___ THE RECORDS

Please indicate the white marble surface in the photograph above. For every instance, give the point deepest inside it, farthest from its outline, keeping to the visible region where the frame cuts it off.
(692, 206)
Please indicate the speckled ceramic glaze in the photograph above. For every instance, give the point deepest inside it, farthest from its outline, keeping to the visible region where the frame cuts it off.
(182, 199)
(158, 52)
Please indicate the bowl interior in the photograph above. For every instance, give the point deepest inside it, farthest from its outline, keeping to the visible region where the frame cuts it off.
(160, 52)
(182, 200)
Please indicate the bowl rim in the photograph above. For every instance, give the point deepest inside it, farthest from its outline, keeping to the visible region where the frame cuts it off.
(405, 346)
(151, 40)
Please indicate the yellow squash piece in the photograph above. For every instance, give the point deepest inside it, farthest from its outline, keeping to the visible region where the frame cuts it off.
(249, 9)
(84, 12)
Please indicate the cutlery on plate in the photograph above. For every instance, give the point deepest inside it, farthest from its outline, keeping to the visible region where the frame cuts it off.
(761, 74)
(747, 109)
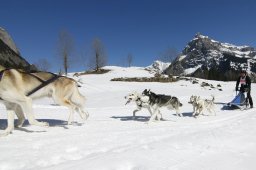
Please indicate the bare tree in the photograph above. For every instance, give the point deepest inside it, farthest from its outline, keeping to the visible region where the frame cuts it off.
(99, 55)
(169, 54)
(43, 64)
(65, 49)
(129, 59)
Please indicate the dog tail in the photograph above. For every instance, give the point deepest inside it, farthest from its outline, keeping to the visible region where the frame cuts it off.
(213, 98)
(76, 97)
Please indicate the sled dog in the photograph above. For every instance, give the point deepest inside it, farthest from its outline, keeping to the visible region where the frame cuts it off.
(157, 101)
(18, 89)
(199, 105)
(141, 102)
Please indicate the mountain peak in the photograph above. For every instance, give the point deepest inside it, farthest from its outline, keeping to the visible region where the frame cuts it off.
(203, 54)
(6, 38)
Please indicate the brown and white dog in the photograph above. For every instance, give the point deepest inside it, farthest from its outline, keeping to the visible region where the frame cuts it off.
(18, 89)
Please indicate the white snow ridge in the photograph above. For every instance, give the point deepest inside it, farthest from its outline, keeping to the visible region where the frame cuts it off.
(112, 140)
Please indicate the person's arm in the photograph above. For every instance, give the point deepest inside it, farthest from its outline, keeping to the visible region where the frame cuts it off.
(237, 83)
(248, 81)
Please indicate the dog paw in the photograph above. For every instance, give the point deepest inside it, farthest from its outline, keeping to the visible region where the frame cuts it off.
(45, 124)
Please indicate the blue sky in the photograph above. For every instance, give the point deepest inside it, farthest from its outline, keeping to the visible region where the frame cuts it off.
(143, 28)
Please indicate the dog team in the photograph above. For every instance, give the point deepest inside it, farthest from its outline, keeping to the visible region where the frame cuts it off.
(153, 102)
(19, 88)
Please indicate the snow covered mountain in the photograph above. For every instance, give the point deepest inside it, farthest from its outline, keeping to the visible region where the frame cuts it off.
(7, 39)
(111, 139)
(9, 54)
(206, 58)
(158, 67)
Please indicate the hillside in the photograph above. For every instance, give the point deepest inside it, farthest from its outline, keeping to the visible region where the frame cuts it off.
(112, 140)
(9, 54)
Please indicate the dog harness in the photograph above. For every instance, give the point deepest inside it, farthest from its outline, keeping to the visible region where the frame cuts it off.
(43, 82)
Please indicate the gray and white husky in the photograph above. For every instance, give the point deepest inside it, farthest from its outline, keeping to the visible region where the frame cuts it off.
(157, 101)
(141, 102)
(18, 89)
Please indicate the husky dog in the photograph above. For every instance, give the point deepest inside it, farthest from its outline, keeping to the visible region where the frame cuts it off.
(17, 89)
(158, 100)
(141, 102)
(199, 105)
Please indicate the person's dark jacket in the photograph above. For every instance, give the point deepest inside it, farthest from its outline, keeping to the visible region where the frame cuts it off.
(247, 84)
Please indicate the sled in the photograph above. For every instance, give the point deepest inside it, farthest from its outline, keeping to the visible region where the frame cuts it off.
(239, 102)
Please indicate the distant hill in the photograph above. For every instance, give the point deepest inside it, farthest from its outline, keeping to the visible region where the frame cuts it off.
(9, 54)
(206, 58)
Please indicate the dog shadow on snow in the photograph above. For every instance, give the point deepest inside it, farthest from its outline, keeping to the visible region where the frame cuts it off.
(132, 118)
(185, 114)
(51, 122)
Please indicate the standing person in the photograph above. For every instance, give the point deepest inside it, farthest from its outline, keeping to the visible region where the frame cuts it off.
(245, 86)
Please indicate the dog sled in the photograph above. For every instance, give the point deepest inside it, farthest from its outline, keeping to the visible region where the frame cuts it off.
(239, 102)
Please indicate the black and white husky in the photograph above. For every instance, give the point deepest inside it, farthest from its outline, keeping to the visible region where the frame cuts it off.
(200, 105)
(141, 102)
(157, 101)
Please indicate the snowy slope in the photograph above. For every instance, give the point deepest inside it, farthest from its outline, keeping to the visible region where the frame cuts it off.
(158, 67)
(111, 140)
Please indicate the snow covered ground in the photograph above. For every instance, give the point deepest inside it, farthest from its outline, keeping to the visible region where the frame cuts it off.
(111, 140)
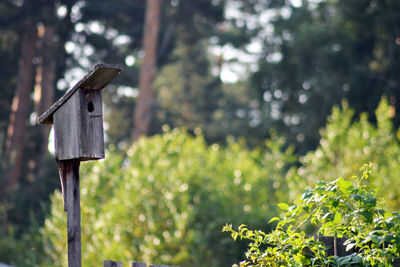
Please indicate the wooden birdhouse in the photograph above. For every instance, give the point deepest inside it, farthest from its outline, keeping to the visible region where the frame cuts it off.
(78, 116)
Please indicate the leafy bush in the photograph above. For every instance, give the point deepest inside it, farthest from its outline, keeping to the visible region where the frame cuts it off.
(347, 143)
(166, 199)
(337, 208)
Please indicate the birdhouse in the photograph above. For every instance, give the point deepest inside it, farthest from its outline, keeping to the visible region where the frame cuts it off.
(78, 116)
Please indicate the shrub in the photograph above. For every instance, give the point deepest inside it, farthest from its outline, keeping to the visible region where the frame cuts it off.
(347, 143)
(166, 199)
(336, 208)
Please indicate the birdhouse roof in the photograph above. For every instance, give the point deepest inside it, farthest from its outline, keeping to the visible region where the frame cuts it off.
(96, 79)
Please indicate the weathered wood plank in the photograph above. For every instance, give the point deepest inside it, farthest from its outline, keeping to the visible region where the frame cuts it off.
(72, 203)
(109, 263)
(96, 79)
(91, 141)
(66, 130)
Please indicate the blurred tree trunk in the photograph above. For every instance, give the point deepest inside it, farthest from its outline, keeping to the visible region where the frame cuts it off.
(46, 76)
(142, 115)
(21, 103)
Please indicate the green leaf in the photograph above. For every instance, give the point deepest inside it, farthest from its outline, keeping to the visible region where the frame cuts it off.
(337, 218)
(283, 206)
(274, 219)
(344, 185)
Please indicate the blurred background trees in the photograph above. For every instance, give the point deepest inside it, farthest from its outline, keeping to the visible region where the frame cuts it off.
(226, 70)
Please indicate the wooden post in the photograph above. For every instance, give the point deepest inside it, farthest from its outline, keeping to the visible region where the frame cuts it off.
(69, 176)
(108, 263)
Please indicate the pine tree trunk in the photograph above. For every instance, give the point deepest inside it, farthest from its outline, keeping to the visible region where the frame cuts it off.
(45, 81)
(21, 104)
(142, 116)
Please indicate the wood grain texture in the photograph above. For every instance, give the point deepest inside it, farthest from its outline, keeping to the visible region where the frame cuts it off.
(96, 79)
(79, 130)
(91, 141)
(70, 172)
(109, 263)
(66, 130)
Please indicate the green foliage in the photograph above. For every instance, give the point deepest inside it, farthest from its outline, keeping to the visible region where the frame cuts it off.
(321, 52)
(347, 143)
(339, 208)
(166, 199)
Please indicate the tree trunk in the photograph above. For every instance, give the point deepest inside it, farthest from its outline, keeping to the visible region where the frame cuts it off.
(45, 80)
(142, 116)
(21, 104)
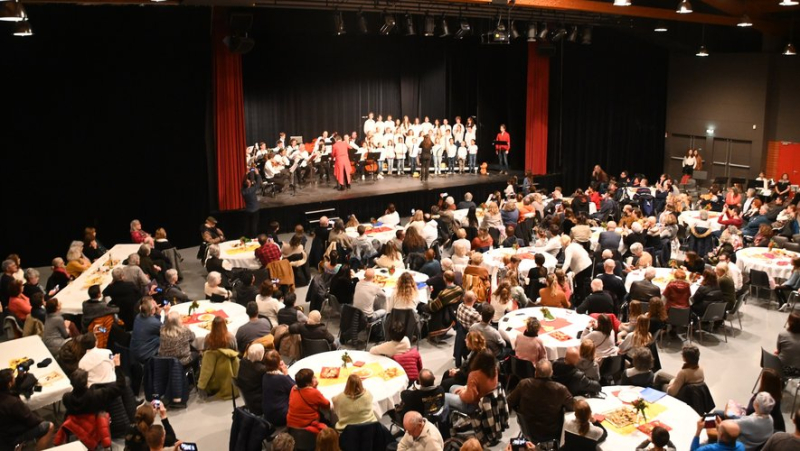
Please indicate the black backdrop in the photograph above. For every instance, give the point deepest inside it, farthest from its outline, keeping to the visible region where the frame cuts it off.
(302, 80)
(613, 94)
(104, 121)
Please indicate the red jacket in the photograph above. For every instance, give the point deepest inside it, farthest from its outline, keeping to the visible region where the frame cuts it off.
(90, 429)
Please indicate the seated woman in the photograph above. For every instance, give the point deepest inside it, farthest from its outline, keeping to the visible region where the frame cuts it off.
(529, 346)
(481, 381)
(250, 377)
(276, 387)
(641, 373)
(583, 425)
(305, 403)
(213, 286)
(354, 405)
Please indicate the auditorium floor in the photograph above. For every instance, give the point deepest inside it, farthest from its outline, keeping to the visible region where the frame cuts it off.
(731, 368)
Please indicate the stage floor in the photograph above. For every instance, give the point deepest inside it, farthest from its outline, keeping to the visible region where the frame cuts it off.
(392, 184)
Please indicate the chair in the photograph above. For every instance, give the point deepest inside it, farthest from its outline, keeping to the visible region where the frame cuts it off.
(760, 281)
(680, 317)
(310, 346)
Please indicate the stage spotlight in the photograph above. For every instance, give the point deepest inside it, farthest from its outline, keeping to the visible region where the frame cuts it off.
(410, 31)
(532, 31)
(362, 23)
(388, 24)
(23, 28)
(12, 11)
(445, 28)
(559, 34)
(573, 34)
(544, 31)
(339, 24)
(430, 25)
(586, 37)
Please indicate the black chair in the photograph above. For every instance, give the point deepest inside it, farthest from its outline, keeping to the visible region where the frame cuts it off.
(312, 346)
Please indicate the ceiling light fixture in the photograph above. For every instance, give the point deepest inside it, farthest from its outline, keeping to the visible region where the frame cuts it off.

______

(AIM OF THE EXERCISE)
Only the line containing "Please indicate the black chair" and the lines after it, through the end of the data, should be copied, exactly as they are.

(WORKED SOLUTION)
Please indicate the black chair in the photograph above. For every instance, give the point deepest inside it, farthest from its outline, keeping to the visible region where the frame cuts it off.
(312, 346)
Please indicate the ceiling light fixture in the photograph above. For every instance, give the point deepest inside it, farthest from its outline, keeping to the visible region where the frame cuts it off.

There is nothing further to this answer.